(Data excerpts)
--- START ---

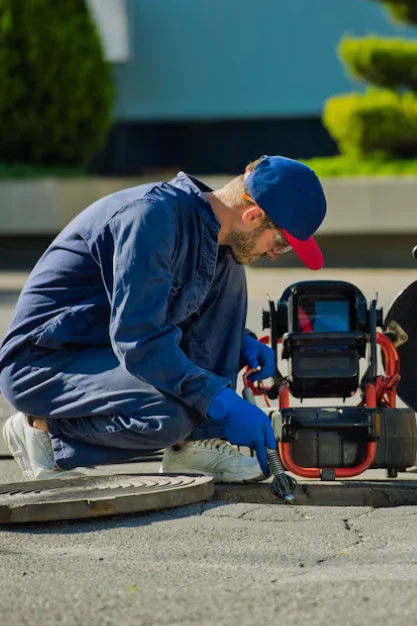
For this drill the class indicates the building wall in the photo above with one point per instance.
(222, 59)
(211, 84)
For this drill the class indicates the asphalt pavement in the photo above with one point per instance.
(216, 562)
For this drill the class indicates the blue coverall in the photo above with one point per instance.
(128, 325)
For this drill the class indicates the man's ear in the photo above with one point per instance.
(252, 214)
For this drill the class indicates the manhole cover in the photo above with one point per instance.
(95, 496)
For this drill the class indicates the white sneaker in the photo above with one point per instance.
(213, 457)
(32, 450)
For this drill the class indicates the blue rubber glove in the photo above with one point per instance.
(255, 353)
(245, 424)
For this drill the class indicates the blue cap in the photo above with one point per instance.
(291, 195)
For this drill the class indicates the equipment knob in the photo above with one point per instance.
(266, 319)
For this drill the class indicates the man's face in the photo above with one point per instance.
(247, 247)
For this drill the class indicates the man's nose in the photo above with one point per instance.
(273, 255)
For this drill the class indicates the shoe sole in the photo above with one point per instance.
(15, 445)
(12, 441)
(221, 477)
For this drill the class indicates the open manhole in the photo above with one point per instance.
(95, 496)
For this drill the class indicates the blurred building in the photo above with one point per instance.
(207, 85)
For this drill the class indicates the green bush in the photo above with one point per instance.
(402, 10)
(381, 61)
(55, 88)
(342, 165)
(377, 124)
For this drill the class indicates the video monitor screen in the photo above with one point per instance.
(322, 316)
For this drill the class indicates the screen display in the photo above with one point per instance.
(322, 316)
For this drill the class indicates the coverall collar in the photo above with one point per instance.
(190, 183)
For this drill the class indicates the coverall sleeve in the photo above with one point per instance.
(144, 341)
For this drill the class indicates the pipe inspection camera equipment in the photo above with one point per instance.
(330, 339)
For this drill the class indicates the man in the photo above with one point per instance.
(129, 333)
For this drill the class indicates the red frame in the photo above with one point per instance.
(382, 393)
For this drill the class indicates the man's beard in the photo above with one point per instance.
(243, 245)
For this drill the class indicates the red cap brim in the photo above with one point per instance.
(308, 251)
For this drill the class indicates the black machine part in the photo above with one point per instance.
(336, 437)
(403, 311)
(283, 486)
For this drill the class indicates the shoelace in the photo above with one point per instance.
(218, 444)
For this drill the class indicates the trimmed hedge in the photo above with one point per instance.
(55, 88)
(345, 166)
(377, 124)
(387, 62)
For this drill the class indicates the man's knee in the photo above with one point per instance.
(177, 426)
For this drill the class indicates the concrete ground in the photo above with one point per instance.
(215, 562)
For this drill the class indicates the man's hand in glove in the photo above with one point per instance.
(256, 354)
(245, 424)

--- END ---

From the first line to the last, output the data exactly; skip any pictures.

**Response to this exercise:**
For this drill the class indicates the building wall in the photo above with one point per instance.
(222, 59)
(211, 84)
For this drill the class indicates the asphalt pavement in the photo above with one point per instance.
(216, 562)
For this drill the class indicates the blue coverall in the photo above with one point per instance.
(128, 325)
For this drill the class indicates the man's ear in the photo above with one point per instance.
(252, 214)
For this drill the class indicates the manhole cover in the photo above with one point per instance.
(95, 496)
For this drill the class indicates the white sneaker in the photo above with one point per instance.
(213, 457)
(32, 450)
For this drill the class indicates the blue rubber glove in the photo above with one point per instance.
(255, 353)
(245, 424)
For this drill the class indicates the blue cap in the photo above with one point per instance.
(291, 195)
For this drill the class indicates the equipment knob in the photo above with one point per instance.
(266, 319)
For this drill the class indicates the man's face in the photo above with one point per instance.
(247, 247)
For this drill the class indicates the man's nose in the photo above with one point per instance.
(273, 255)
For this drill the class indicates the shoe sole in the photo above with one point per instance.
(15, 445)
(12, 441)
(221, 477)
For this drill the class indicates the open manhole in the photo above with one point per instance.
(95, 496)
For this drill the class indicates the blurred building in the photo above with one point per instance.
(207, 85)
For this drill the class indicates the green bush in the photo above with one point per instance.
(402, 10)
(381, 61)
(55, 88)
(342, 165)
(377, 124)
For this drill the class indicates the video monitor screen in the photo above with one point per instance.
(322, 316)
For this drill the class indicates the screen display in the photo above with one point per instance.
(322, 316)
For this drill the class indicates the coverall collar in the photo above with one point per instance.
(190, 183)
For this drill the class indicates the coverall sleeve in the photo above with one point per instance.
(144, 341)
For this drill the class indicates the pipe inspection camera equipment in the photo above with one point per instance.
(330, 339)
For this drill the class indicates the man in the photo above with one point per instance.
(129, 333)
For this drill the class indicates the red frame in the photo above with one point per instance.
(382, 393)
For this drill the class indicates the man's beard in the photo above with one point per instance.
(243, 245)
For this drill the class indicates the red cap brim in the photo above with one point per instance.
(308, 251)
For this drill the class indicates the black machine part in the photo above with one point per instance.
(336, 437)
(403, 311)
(283, 486)
For this drill the class indicates the shoelace in the photo above with one point per instance.
(218, 444)
For this drill the class indicates the trimmed hedge in the photo above with one point per instance.
(55, 88)
(345, 166)
(377, 124)
(387, 62)
For this drill the class indicates the man's knee in the photo above with one point per instance.
(177, 426)
For this drill the class indicates the concrete ground in the photo above with one point per instance.
(215, 562)
For this drill the class indicates the man's hand in glove in the photo above with one point per instance.
(256, 354)
(245, 424)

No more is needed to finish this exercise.